Data for review below:
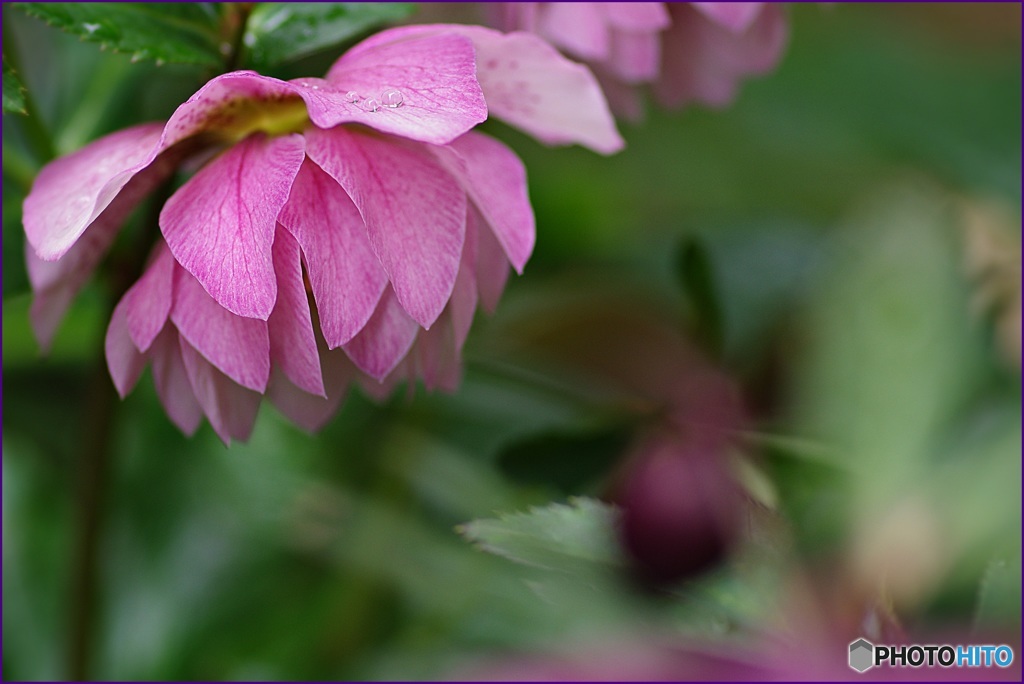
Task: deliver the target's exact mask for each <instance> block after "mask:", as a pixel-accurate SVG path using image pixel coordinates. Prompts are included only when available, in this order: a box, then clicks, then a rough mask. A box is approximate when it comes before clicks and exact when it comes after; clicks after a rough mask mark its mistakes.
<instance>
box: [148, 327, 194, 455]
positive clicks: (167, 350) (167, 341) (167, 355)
mask: <svg viewBox="0 0 1024 684" xmlns="http://www.w3.org/2000/svg"><path fill="white" fill-rule="evenodd" d="M150 356H151V358H152V359H153V382H154V384H155V385H156V387H157V396H159V397H160V402H161V403H162V404H164V410H165V411H166V412H167V416H168V417H169V418H170V419H171V422H172V423H174V424H175V425H177V426H178V429H179V430H181V431H182V432H184V433H185V434H186V435H189V436H190V435H193V434H194V433H195V432H196V430H197V429H198V428H199V424H200V422H201V421H202V420H203V408H202V407H200V405H199V401H198V400H197V399H196V393H195V392H193V389H191V384H190V383H189V381H188V372H187V371H186V370H185V366H184V360H183V359H182V358H181V345H180V344H179V342H178V333H177V332H176V331H175V330H174V328H173V327H171V326H167V327H166V328H164V331H163V332H162V333H161V334H160V335H159V336H157V338H156V339H155V340H154V341H153V346H152V347H151V352H150Z"/></svg>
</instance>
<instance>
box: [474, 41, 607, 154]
mask: <svg viewBox="0 0 1024 684" xmlns="http://www.w3.org/2000/svg"><path fill="white" fill-rule="evenodd" d="M463 31H464V32H465V34H466V35H468V36H469V37H470V38H471V39H472V40H473V44H474V45H475V46H476V55H477V68H478V71H477V75H476V76H477V79H479V81H480V86H481V87H482V88H483V95H484V97H486V98H487V110H488V112H489V113H490V114H493V115H494V116H496V117H498V118H499V119H502V120H504V121H506V122H508V123H509V124H511V125H513V126H516V127H517V128H521V129H522V130H524V131H526V132H527V133H529V134H530V135H532V136H534V137H536V138H538V139H539V140H541V141H542V142H546V143H548V144H569V143H573V142H578V143H580V144H582V145H585V146H587V147H590V148H591V149H595V151H597V152H599V153H602V154H606V155H607V154H611V153H614V152H618V151H620V149H622V148H623V146H624V144H625V143H624V142H623V138H622V136H620V135H618V131H617V130H615V122H614V119H612V117H611V113H610V112H609V111H608V103H607V102H606V101H605V99H604V94H603V93H602V92H601V88H600V86H599V85H598V83H597V80H596V79H595V78H594V75H593V74H592V73H591V71H590V70H589V69H587V68H586V67H584V66H583V65H579V63H575V62H572V61H569V60H568V59H566V58H565V57H563V56H562V55H561V54H559V53H558V51H557V50H555V49H554V48H553V47H551V45H549V44H548V43H546V42H545V41H544V40H542V39H541V38H539V37H538V36H535V35H532V34H526V33H512V34H508V35H502V34H500V33H498V32H497V31H490V30H489V29H483V28H480V27H465V28H464V29H463Z"/></svg>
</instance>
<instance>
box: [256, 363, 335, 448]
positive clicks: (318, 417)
mask: <svg viewBox="0 0 1024 684" xmlns="http://www.w3.org/2000/svg"><path fill="white" fill-rule="evenodd" d="M339 352H340V350H339ZM342 355H344V354H342ZM344 389H345V388H344V386H342V388H341V391H338V392H333V393H330V394H328V396H327V397H323V396H316V395H313V394H309V393H308V392H304V391H302V390H301V389H299V388H298V387H296V386H295V385H293V384H292V382H291V381H290V380H289V379H288V378H287V377H286V376H285V374H284V373H282V372H281V370H280V369H274V370H273V372H272V373H271V374H270V384H269V385H267V388H266V396H267V398H268V399H270V401H271V402H272V403H273V405H275V407H276V408H278V411H280V412H281V413H282V414H284V415H285V416H286V417H287V418H288V419H289V420H291V421H292V422H293V423H295V424H296V425H298V426H299V427H301V428H302V429H304V430H307V431H308V432H315V431H317V430H319V429H321V428H322V427H324V426H325V425H326V424H327V422H328V421H329V420H331V417H332V416H334V414H335V412H336V411H337V410H338V407H339V405H340V404H341V400H342V399H343V398H344V396H345V392H344Z"/></svg>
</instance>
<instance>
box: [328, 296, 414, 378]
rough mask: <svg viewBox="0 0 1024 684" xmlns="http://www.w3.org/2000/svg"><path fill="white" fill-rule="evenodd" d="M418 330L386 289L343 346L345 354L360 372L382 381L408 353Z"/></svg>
mask: <svg viewBox="0 0 1024 684" xmlns="http://www.w3.org/2000/svg"><path fill="white" fill-rule="evenodd" d="M418 330H419V327H418V326H417V325H416V322H415V320H413V319H412V318H410V317H409V314H408V313H406V311H404V309H403V308H402V306H401V304H399V303H398V299H397V297H396V296H395V294H394V291H393V290H392V289H391V288H388V289H387V290H386V291H385V292H384V296H383V297H381V301H380V303H379V304H378V305H377V310H376V311H375V312H374V315H373V317H371V318H370V322H369V323H367V326H366V328H364V329H362V331H360V332H359V334H358V335H356V336H355V337H354V338H352V341H351V342H349V343H348V344H346V345H345V346H344V349H345V353H347V354H348V357H349V358H351V359H352V362H353V364H355V366H356V367H358V368H359V370H361V371H362V372H364V373H366V374H367V375H370V376H372V377H373V378H376V379H377V380H382V379H383V378H384V377H386V376H387V375H388V374H389V373H391V371H393V370H394V368H395V367H396V366H397V365H398V361H400V360H401V359H402V358H403V357H404V356H406V354H407V353H409V350H410V348H411V347H412V346H413V342H415V341H416V333H417V331H418Z"/></svg>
End of Data for review.
Task to carry out
A verbatim reproduction of each entry is expected, with every picture omitted.

The completed task
Task: deliver the target's exact mask for each <instance> block after "mask:", as a pixel-accurate SVG path using image pixel coordinates. Prompts are included only when available, in this order: a box, then clicks, then a rough mask. A box is approximate when it comes before clicks and exact when it comes after; clicks after a rough mask mark its mistakes.
<instance>
box: [148, 327, 194, 455]
positive clicks: (167, 350) (167, 341) (167, 355)
mask: <svg viewBox="0 0 1024 684" xmlns="http://www.w3.org/2000/svg"><path fill="white" fill-rule="evenodd" d="M150 356H151V358H152V359H153V382H154V384H155V385H156V387H157V396H159V397H160V402H161V403H162V404H164V410H165V411H166V412H167V416H168V417H169V418H170V419H171V422H172V423H174V424H175V425H177V426H178V429H179V430H181V431H182V432H184V433H185V434H186V435H189V436H190V435H193V434H194V433H195V432H196V430H197V429H198V428H199V424H200V422H201V421H202V420H203V408H202V407H200V405H199V401H198V400H197V399H196V393H195V392H193V389H191V384H190V383H189V381H188V372H187V371H186V370H185V366H184V360H183V359H182V358H181V345H180V344H179V342H178V333H177V332H176V331H175V330H174V328H173V327H171V326H167V327H166V328H164V331H163V332H162V333H161V334H160V335H159V336H157V338H156V339H155V340H154V341H153V346H152V347H151V352H150Z"/></svg>
</instance>
<instance>
box: [474, 41, 607, 154]
mask: <svg viewBox="0 0 1024 684" xmlns="http://www.w3.org/2000/svg"><path fill="white" fill-rule="evenodd" d="M463 31H464V32H465V34H466V35H468V36H469V37H470V38H471V39H472V40H473V44H474V45H475V46H476V55H477V68H478V71H477V75H476V76H477V79H479V81H480V86H481V87H482V88H483V95H484V97H486V98H487V110H488V112H489V113H490V114H493V115H494V116H496V117H498V118H499V119H502V120H504V121H506V122H508V123H509V124H511V125H513V126H516V127H517V128H521V129H522V130H524V131H526V132H527V133H529V134H530V135H532V136H534V137H536V138H538V139H539V140H541V141H542V142H546V143H548V144H569V143H573V142H578V143H580V144H582V145H585V146H587V147H590V148H591V149H595V151H597V152H599V153H602V154H606V155H607V154H611V153H614V152H618V151H620V149H622V148H623V146H624V144H625V143H624V142H623V138H622V136H620V135H618V131H617V130H615V122H614V119H612V117H611V113H610V112H609V111H608V103H607V102H606V101H605V99H604V94H603V93H602V92H601V88H600V86H599V85H598V83H597V80H596V79H595V78H594V75H593V74H592V73H591V71H590V70H589V69H587V68H586V67H584V66H583V65H579V63H575V62H572V61H569V60H568V59H566V58H565V57H563V56H562V55H561V54H559V53H558V51H557V50H555V49H554V48H553V47H551V45H549V44H548V43H546V42H545V41H544V40H542V39H541V38H539V37H538V36H535V35H532V34H526V33H512V34H508V35H502V34H500V33H498V32H497V31H490V30H489V29H483V28H480V27H465V28H464V29H463Z"/></svg>
</instance>
<instance>
box: [256, 363, 335, 448]
positive clicks: (318, 417)
mask: <svg viewBox="0 0 1024 684" xmlns="http://www.w3.org/2000/svg"><path fill="white" fill-rule="evenodd" d="M339 352H340V350H339ZM342 355H344V354H342ZM344 389H345V388H344V386H342V388H341V391H338V392H333V393H330V394H328V396H327V397H323V396H316V395H313V394H309V393H308V392H304V391H302V390H301V389H299V388H298V387H296V386H295V385H293V384H292V382H291V381H290V380H289V379H288V378H287V377H286V376H285V374H284V373H282V372H281V370H280V369H274V370H273V372H272V373H271V374H270V384H269V385H267V388H266V396H267V398H268V399H270V401H271V402H272V403H273V405H275V407H276V408H278V411H280V412H281V413H282V414H284V415H285V416H286V417H287V418H288V419H289V420H291V421H292V422H293V423H295V424H296V425H298V426H299V427H301V428H302V429H304V430H307V431H308V432H315V431H317V430H319V429H321V428H322V427H324V426H325V425H326V424H327V422H328V421H329V420H331V417H332V416H334V414H335V412H336V411H337V410H338V407H339V405H340V404H341V400H342V399H343V398H344V396H345V392H344Z"/></svg>
</instance>
<instance>
box: [328, 296, 414, 378]
rough mask: <svg viewBox="0 0 1024 684" xmlns="http://www.w3.org/2000/svg"><path fill="white" fill-rule="evenodd" d="M418 330L386 289L343 346L345 354L360 372L382 381L408 353Z"/></svg>
mask: <svg viewBox="0 0 1024 684" xmlns="http://www.w3.org/2000/svg"><path fill="white" fill-rule="evenodd" d="M418 330H419V327H418V326H417V325H416V322H415V320H413V319H412V318H410V317H409V314H408V313H406V311H404V309H403V308H402V306H401V304H399V303H398V299H397V297H396V296H395V294H394V291H393V290H392V289H391V288H388V289H387V290H386V291H385V292H384V296H383V297H381V301H380V303H379V304H378V305H377V310H376V311H375V312H374V315H373V317H371V318H370V322H369V323H367V326H366V328H364V329H362V331H360V332H359V334H358V335H356V336H355V337H354V338H352V341H351V342H349V343H348V344H346V345H345V346H344V349H345V353H347V354H348V357H349V358H351V359H352V362H353V364H355V366H356V367H358V368H359V370H361V371H362V372H364V373H366V374H367V375H370V376H372V377H373V378H376V379H377V380H382V379H383V378H384V377H386V376H387V375H388V374H389V373H391V371H393V370H394V368H395V367H396V366H397V365H398V361H400V360H401V359H402V358H403V357H404V356H406V354H407V353H409V350H410V348H411V347H412V346H413V342H415V341H416V333H417V331H418Z"/></svg>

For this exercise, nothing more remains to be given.